### TASK GOAL
Reproduce the data below with each instance of "enclosed" changed to "surrounded" and everything else unchanged. Omit the pictures from your output.

Picture shape labeling data
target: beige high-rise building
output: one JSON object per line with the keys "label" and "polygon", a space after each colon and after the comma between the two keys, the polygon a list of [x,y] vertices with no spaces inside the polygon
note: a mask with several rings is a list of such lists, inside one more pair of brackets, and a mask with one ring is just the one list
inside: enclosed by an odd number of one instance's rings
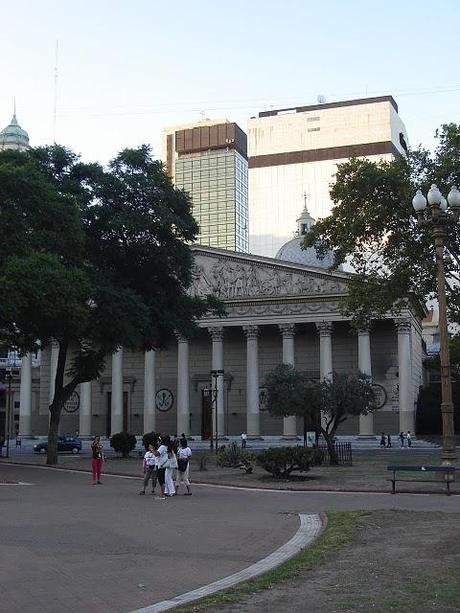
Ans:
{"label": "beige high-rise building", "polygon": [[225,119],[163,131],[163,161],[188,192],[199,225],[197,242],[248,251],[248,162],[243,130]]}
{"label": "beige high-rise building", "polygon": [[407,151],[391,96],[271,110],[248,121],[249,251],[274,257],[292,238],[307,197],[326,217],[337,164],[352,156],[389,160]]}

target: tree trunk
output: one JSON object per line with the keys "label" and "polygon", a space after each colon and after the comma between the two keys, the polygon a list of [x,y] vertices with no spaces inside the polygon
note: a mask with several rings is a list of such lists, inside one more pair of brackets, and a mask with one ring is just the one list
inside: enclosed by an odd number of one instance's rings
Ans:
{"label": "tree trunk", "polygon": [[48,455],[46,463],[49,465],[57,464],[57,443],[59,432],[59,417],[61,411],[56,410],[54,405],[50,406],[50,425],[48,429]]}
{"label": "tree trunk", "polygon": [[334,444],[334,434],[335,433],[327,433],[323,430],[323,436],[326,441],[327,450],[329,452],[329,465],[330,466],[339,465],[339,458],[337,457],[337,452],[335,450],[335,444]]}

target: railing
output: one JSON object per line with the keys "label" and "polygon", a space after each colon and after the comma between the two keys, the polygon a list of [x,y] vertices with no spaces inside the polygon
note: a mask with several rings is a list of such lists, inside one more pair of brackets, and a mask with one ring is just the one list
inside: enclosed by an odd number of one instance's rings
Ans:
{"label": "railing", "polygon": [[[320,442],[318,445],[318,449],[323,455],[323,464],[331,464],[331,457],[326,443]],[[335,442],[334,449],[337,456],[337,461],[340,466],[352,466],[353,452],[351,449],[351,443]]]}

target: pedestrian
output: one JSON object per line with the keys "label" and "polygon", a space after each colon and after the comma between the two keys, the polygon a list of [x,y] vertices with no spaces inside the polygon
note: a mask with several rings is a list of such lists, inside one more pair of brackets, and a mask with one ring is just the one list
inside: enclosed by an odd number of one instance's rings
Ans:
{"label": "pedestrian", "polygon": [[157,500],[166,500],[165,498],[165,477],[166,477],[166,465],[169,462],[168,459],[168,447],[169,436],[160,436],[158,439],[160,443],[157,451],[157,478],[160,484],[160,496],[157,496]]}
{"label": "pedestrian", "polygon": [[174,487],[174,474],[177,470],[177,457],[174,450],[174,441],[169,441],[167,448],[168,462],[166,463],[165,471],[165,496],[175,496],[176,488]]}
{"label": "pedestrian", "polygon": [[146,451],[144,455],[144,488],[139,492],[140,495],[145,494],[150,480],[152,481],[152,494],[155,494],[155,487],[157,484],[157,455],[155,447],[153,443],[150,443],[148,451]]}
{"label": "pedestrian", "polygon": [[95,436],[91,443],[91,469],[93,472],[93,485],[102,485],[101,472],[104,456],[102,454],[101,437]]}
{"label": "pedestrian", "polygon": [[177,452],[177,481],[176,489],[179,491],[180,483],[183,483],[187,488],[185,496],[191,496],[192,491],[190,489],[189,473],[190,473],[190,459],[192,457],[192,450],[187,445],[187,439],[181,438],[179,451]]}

### REPLY
target: beige high-rise building
output: one JSON object per line with the keys "label" and "polygon", a space after each colon and after the comma between the two keys, the polygon a list of [x,y] vertices with no spaces inside the polygon
note: a mask with several rings is a list of such lists, inside one more pair of brackets, and a mask with one ring is just the one list
inside: surrounded by an odd number of one instance's rings
Ans:
{"label": "beige high-rise building", "polygon": [[225,119],[163,131],[163,161],[188,192],[199,225],[197,242],[248,251],[248,162],[243,130]]}
{"label": "beige high-rise building", "polygon": [[407,151],[391,96],[271,110],[248,121],[249,251],[274,257],[292,238],[307,197],[326,217],[337,164],[352,156],[389,160]]}

target: tree trunk
output: one JSON object per line with the keys "label" and "polygon", a space after each colon and after the comma between the two keys, the polygon a list of [x,y] vertices with no spaces inside the polygon
note: a mask with several rings is a list of such lists, inside one more pair of brackets, and a mask with one ring is just the one list
inside: surrounded by an odd number of one instance's rings
Ans:
{"label": "tree trunk", "polygon": [[48,455],[46,463],[49,465],[57,464],[57,443],[59,432],[59,417],[61,411],[56,410],[54,405],[50,406],[50,425],[48,429]]}
{"label": "tree trunk", "polygon": [[334,444],[334,434],[335,433],[327,433],[323,430],[323,436],[326,441],[327,450],[329,452],[329,465],[330,466],[339,465],[339,458],[337,457],[337,452],[335,450],[335,444]]}

target: railing
output: one JSON object per line with the keys "label" and "polygon", a space after each colon and after the comma between the two keys, the polygon a list of [x,y] vertices with no spaces inside the polygon
note: a mask with several rings is a list of such lists, inside one more pair of brackets, and a mask with one ring is just the one list
inside: surrounded by an odd number of one instance's rings
Ans:
{"label": "railing", "polygon": [[[320,442],[318,445],[318,449],[323,455],[323,464],[331,464],[331,457],[326,443]],[[335,442],[334,449],[337,456],[337,461],[340,466],[352,466],[353,452],[351,449],[351,443]]]}

target: pedestrian
output: one JSON object per line with the keys "label" and "polygon", a space after each colon and after the comma between the two keys, the polygon a list of [x,y] vertices with no spaces inside the polygon
note: a mask with several rings is a list of such lists, inside one more pair of brackets, and a mask with one ring is just the one list
inside: surrounded by an odd number of one instance's rings
Ans:
{"label": "pedestrian", "polygon": [[157,500],[166,500],[165,498],[165,477],[166,477],[166,465],[169,462],[168,459],[168,447],[169,436],[160,436],[158,439],[160,443],[157,451],[157,478],[160,484],[160,496],[157,496]]}
{"label": "pedestrian", "polygon": [[174,487],[174,474],[177,470],[177,457],[174,450],[174,441],[169,441],[167,448],[168,462],[166,463],[165,471],[165,496],[175,496],[176,488]]}
{"label": "pedestrian", "polygon": [[146,451],[144,455],[144,488],[139,492],[140,495],[145,494],[150,480],[152,481],[152,494],[155,494],[155,487],[157,484],[157,455],[155,447],[153,443],[150,443],[148,451]]}
{"label": "pedestrian", "polygon": [[95,436],[91,443],[91,469],[93,472],[93,485],[102,485],[101,472],[104,456],[102,454],[101,437]]}
{"label": "pedestrian", "polygon": [[177,452],[177,481],[176,489],[179,491],[180,483],[183,483],[187,488],[185,496],[191,496],[192,491],[190,489],[189,473],[190,473],[190,459],[192,457],[192,450],[187,445],[187,439],[181,438],[179,451]]}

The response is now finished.